▶ [Passage]:
Honestly, I’m only scratching the surface here.  I literally lost track of the number of permutations.  The number of details per student was astonishing, and they cascade quickly in chains of consequences.

Automating that is much more daunting than just drafting a “thank you for your application” letter.  

Local legend has it that the financial aid office hired someone from a very prestigious residential liberal arts college a few years ago.  She quit within a week.  It’s one thing to handle the variations among traditional age students who attend full time and live in dorms.  It’s quite another when you have eighteen year olds with two children, thirty year olds in vocational rehab programs, and forty year olds with scattered collections of credits giving a degree another shot.
The number of variables is simply staggering.

So, a tip o’the cap to the folks in financial aid.  Given the number of moving parts, it’s amazing that mistakes are as rare as they are.  And I promise to be a little more circumspect in asking innocent questions...

Comments:
Picking just two, the first just for fun ...

"Is the phone number correct? (Again, you’d be surprised.)"

Not me. And even if they are, they often don't last long. There must be a lot of disposable numbers in use out there.

"What if the student stops showing up after eight, but nobody mentions it until ten or eleven?"

Please, PLEASE, use a blog post to explain what you think the rules are from the Federal Government, how you know that this interpretation is correct, and hence what you think the faculty are supposed to be doing at every college in the US with respect to attendance for the purposes of verifying financial aid.

▶ [Entries shown]:
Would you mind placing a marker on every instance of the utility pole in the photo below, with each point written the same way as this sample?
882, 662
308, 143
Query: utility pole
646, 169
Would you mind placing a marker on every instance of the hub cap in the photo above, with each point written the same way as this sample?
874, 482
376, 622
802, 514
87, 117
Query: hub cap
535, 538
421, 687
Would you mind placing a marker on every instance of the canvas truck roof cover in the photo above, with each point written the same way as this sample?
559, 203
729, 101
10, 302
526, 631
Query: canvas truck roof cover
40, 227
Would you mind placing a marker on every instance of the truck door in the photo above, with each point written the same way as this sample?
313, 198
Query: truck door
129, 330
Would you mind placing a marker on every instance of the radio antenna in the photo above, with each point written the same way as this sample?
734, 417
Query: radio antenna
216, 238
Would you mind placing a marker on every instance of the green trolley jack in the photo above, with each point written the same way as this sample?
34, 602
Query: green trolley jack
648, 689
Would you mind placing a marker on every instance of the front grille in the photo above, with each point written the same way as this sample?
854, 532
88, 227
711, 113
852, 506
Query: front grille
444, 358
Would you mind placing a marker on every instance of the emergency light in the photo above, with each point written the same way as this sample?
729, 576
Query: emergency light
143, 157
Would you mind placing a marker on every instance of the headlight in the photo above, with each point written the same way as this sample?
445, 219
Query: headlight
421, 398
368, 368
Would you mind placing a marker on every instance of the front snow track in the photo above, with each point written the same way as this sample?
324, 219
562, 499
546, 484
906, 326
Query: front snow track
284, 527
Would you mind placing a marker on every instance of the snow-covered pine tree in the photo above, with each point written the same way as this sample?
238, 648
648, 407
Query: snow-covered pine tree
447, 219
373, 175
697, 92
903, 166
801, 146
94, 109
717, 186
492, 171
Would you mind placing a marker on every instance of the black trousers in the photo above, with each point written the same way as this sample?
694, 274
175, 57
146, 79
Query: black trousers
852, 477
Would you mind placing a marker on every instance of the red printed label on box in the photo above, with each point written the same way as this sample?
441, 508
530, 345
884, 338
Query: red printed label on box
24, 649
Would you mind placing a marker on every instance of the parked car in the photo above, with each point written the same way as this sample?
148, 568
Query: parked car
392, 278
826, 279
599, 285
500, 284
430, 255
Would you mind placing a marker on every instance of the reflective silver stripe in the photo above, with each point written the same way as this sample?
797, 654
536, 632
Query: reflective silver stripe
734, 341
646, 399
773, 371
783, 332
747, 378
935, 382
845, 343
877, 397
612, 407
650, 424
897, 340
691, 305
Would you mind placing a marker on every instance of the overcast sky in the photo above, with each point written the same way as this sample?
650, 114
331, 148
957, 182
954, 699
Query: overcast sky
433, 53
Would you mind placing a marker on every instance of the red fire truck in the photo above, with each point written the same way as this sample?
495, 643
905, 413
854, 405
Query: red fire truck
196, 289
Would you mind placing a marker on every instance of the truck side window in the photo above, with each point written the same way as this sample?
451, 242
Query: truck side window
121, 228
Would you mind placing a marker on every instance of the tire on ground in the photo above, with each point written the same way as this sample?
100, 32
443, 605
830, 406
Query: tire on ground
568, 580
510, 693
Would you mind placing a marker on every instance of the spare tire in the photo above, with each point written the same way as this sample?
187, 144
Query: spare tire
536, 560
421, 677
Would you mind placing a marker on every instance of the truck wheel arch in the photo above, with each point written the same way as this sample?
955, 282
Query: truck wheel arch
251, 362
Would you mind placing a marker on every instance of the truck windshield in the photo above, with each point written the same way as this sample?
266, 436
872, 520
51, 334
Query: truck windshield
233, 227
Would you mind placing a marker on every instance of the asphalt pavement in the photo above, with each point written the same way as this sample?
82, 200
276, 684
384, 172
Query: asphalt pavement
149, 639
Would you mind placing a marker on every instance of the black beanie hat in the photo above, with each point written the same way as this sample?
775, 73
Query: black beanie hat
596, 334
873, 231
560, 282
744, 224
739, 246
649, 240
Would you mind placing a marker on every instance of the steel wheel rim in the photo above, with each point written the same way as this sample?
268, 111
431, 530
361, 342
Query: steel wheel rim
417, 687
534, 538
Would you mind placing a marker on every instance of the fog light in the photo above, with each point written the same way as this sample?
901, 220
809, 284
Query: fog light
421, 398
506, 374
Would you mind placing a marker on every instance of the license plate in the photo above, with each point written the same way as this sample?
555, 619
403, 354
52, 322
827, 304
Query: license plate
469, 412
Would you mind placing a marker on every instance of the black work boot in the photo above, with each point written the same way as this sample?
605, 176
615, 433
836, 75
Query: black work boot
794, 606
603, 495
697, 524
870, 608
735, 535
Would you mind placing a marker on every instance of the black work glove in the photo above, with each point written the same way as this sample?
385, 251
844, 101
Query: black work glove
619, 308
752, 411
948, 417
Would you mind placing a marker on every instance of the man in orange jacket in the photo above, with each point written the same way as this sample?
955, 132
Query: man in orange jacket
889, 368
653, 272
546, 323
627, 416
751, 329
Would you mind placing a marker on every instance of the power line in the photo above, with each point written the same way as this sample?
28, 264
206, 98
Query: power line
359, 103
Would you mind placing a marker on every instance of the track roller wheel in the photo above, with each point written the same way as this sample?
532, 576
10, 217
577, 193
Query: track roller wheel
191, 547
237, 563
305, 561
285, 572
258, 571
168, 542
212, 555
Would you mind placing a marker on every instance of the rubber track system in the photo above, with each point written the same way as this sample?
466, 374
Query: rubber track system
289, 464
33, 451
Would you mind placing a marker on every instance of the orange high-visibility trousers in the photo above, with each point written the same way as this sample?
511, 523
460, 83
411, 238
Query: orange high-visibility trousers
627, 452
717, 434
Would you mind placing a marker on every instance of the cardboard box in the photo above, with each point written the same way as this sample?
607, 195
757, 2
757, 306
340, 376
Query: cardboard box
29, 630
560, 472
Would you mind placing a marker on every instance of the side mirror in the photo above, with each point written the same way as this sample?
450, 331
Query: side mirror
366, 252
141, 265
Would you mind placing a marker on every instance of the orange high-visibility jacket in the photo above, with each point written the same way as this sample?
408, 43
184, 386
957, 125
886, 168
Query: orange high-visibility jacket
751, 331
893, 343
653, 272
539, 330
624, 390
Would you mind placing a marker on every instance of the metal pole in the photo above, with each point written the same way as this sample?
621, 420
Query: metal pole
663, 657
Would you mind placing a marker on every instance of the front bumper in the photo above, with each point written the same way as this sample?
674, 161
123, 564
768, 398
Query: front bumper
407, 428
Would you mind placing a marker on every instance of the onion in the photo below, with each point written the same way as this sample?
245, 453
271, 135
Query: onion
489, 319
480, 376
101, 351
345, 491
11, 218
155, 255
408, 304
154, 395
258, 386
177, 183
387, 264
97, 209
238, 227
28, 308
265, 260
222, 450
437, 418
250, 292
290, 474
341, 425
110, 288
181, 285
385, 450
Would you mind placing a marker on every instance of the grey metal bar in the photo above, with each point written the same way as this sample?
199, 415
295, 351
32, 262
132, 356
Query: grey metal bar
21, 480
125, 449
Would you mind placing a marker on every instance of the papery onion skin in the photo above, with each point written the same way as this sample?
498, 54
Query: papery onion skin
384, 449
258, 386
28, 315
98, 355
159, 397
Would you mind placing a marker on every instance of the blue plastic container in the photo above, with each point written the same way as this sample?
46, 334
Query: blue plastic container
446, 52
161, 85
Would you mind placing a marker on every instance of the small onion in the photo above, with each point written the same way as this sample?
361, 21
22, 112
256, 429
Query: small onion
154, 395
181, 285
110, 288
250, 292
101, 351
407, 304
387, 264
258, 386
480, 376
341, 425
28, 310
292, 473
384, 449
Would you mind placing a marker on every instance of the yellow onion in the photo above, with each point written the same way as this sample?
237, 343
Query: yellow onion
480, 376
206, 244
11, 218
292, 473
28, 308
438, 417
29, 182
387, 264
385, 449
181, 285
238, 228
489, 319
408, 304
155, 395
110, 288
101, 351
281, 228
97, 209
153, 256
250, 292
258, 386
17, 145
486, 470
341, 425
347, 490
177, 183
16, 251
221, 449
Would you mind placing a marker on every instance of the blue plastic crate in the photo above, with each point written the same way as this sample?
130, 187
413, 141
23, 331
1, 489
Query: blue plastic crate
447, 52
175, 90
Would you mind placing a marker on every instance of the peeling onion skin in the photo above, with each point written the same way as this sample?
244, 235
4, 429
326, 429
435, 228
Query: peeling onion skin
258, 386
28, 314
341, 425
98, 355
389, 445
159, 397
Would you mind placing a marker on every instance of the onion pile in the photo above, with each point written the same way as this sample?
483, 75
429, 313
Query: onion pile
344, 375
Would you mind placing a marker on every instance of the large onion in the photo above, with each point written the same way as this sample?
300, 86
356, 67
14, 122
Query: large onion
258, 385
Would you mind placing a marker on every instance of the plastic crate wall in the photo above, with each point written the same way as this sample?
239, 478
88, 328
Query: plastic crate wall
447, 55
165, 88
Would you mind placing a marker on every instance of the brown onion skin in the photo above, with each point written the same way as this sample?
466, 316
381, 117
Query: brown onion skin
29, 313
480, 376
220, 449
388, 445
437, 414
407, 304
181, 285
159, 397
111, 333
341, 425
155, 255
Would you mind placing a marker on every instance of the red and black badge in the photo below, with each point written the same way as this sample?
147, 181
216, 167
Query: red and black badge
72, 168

▶ [Your task]:
In the text about financial aid, how soon did the person hired from a prestigious residential liberal arts college quit?

▶ [Answer area]:
She quit within a week.